### What to do
Arrange the data from its start up to and including the line with "(148, 159), (155, 173)" as a two-column CSV headed text and answer, one row for each wording and the answer beneath it. Put each value in its own quoted field, with line breaks replaced by spaces.

--- begin ---

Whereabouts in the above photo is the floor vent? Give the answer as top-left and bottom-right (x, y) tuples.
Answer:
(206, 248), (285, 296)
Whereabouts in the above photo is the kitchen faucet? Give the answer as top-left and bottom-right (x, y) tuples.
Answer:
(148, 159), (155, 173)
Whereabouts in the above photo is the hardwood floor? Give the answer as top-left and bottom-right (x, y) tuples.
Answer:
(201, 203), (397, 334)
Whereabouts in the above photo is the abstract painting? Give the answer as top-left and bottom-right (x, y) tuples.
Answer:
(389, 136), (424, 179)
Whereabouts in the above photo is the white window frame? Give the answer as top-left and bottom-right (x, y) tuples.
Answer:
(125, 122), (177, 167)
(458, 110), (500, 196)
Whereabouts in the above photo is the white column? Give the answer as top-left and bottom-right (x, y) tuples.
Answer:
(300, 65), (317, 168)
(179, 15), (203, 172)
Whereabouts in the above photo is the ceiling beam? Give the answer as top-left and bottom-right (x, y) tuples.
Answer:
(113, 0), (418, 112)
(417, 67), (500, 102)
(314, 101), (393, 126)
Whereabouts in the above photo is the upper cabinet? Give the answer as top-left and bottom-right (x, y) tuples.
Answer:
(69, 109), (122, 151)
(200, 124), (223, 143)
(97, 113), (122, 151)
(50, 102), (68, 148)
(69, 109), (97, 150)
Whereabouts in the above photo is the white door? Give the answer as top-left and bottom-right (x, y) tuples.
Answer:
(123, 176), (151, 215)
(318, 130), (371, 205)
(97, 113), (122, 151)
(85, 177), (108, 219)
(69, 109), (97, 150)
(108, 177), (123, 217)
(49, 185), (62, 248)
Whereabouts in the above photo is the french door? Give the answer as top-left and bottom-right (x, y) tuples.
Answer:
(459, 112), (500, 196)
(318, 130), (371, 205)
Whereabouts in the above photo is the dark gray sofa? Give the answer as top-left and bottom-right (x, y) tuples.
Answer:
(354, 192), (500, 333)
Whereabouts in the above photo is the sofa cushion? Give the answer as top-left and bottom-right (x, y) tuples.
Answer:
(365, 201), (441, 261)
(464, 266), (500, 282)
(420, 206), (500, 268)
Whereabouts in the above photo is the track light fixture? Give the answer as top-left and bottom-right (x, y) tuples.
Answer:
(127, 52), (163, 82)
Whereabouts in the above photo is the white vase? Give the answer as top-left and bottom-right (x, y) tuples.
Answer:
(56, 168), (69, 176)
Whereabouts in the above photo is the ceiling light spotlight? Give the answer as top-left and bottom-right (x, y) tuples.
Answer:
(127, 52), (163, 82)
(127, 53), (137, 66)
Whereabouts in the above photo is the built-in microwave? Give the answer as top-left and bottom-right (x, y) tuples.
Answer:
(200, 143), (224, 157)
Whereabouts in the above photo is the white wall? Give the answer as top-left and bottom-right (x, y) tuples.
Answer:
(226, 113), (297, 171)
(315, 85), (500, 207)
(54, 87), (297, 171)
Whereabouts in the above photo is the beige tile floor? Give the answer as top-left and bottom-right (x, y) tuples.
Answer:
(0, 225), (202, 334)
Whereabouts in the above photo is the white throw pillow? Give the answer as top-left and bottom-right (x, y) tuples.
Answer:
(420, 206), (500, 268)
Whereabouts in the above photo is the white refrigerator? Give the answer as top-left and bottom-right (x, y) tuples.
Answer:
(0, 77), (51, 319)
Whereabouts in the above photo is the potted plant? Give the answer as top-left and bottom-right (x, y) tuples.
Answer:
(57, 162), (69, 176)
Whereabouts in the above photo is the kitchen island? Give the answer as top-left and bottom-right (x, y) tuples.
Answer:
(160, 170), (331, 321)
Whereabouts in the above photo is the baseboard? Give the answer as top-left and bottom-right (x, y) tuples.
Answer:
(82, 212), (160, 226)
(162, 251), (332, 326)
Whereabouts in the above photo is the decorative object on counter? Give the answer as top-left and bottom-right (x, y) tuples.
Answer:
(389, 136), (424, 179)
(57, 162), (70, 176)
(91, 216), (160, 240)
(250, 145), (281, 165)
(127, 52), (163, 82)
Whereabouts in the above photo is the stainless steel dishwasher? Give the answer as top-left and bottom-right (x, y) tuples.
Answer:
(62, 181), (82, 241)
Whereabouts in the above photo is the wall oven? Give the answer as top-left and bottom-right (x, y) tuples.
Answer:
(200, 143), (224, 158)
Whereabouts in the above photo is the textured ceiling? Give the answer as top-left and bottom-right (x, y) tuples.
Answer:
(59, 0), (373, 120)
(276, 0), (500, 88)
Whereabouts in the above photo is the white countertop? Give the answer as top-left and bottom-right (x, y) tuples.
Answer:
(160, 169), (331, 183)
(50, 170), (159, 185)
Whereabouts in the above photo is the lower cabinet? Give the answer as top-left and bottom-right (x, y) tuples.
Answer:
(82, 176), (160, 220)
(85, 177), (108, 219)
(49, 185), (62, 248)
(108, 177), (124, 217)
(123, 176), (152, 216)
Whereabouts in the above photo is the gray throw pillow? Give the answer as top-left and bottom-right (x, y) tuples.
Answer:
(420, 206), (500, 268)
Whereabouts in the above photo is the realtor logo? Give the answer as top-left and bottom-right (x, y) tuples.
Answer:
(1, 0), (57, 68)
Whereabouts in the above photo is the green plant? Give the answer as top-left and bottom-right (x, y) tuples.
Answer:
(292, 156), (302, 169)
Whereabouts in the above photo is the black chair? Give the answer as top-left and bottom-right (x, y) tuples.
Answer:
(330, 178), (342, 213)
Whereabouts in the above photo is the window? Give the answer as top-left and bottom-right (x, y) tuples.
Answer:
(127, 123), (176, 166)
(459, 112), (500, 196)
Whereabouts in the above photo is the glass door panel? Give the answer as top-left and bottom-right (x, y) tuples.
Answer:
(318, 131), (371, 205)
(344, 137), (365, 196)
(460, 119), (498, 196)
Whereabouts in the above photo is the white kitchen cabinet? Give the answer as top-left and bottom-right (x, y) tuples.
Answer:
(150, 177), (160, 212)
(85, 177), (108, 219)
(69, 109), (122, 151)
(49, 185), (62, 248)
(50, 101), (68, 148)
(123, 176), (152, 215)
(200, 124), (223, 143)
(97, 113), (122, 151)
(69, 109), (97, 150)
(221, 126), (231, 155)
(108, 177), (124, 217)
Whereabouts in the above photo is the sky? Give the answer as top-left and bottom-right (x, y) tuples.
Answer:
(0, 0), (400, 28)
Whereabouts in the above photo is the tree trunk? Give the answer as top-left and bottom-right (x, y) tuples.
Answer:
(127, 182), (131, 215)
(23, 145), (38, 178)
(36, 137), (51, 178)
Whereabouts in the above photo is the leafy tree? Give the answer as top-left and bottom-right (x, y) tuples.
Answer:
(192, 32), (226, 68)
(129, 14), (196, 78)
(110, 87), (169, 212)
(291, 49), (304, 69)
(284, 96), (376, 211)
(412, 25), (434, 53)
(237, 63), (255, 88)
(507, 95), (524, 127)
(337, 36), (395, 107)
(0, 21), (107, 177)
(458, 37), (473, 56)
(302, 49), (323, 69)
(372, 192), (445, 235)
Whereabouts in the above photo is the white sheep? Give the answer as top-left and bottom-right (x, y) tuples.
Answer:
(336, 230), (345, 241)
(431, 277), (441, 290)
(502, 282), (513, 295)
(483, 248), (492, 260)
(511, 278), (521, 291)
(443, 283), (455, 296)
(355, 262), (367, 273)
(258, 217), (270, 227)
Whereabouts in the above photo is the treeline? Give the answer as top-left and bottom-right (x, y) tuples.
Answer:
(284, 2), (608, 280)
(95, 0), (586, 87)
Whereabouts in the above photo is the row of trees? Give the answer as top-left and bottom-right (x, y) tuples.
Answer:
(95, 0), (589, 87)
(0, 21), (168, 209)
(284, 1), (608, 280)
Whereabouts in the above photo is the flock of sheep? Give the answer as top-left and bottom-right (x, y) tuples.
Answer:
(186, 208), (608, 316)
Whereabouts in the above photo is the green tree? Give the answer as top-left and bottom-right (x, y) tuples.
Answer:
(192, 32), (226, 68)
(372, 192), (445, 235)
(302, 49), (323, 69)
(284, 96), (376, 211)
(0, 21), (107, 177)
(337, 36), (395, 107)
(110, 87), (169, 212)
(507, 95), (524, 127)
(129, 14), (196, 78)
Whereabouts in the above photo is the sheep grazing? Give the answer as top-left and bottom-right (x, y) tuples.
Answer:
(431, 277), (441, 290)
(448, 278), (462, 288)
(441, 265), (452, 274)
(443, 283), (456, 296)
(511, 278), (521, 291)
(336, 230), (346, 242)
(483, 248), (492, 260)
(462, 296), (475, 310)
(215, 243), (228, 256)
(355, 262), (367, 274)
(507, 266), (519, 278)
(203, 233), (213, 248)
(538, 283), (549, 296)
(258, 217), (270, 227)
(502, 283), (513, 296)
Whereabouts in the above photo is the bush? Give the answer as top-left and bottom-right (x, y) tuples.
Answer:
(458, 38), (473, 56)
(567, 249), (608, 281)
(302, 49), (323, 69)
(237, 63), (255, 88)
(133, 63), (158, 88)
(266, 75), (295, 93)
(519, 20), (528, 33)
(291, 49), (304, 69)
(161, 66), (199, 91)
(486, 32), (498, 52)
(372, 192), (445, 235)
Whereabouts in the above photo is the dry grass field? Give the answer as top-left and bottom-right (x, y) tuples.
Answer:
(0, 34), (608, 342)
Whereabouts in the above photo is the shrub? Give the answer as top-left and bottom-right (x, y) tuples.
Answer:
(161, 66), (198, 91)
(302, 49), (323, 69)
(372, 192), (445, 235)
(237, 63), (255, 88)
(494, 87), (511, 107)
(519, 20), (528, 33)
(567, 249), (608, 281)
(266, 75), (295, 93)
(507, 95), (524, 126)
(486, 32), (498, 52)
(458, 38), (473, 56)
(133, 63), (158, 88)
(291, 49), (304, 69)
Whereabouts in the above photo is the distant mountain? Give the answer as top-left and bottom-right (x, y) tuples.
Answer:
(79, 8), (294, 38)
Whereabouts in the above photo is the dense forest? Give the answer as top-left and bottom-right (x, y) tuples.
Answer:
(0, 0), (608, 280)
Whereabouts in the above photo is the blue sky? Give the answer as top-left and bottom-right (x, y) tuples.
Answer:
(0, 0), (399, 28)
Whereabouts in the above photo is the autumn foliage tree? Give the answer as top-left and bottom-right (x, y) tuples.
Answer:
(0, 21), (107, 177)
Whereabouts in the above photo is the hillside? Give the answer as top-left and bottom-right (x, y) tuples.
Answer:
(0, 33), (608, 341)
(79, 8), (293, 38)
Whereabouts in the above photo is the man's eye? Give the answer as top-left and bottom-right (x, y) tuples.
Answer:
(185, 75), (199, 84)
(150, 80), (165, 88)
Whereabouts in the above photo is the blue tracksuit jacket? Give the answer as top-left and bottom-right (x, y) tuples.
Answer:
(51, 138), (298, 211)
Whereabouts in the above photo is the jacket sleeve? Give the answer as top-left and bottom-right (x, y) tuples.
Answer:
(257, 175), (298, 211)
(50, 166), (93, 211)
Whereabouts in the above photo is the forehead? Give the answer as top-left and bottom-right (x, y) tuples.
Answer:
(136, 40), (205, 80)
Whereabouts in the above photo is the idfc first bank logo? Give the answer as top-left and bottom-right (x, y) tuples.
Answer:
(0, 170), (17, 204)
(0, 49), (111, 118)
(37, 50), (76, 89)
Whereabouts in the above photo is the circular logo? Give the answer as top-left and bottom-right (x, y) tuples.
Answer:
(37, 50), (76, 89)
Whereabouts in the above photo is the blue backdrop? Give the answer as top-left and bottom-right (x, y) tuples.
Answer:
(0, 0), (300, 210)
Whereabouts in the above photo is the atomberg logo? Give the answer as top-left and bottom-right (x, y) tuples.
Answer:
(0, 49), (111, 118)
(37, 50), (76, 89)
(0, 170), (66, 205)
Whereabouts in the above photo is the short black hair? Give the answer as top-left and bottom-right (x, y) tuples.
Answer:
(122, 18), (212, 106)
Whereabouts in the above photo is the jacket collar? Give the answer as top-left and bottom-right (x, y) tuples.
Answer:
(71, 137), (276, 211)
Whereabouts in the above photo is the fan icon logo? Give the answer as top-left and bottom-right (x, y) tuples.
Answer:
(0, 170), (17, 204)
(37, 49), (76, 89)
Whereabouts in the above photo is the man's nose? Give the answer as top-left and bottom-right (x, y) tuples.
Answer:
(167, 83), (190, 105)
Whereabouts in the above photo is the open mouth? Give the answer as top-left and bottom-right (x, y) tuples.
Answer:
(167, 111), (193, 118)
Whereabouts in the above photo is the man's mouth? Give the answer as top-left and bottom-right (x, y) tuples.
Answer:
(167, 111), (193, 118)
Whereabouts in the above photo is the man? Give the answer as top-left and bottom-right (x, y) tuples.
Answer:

--- end ---

### The reply
text,answer
"Whereabouts in the above photo is the floor vent? Give the answer as top-left and bottom-right (x, y) tuples. Answer:","(206, 248), (285, 296)"
"Whereabouts in the above photo is the kitchen faucet? Give the answer as top-left and bottom-right (x, y) tuples. Answer:","(148, 159), (155, 173)"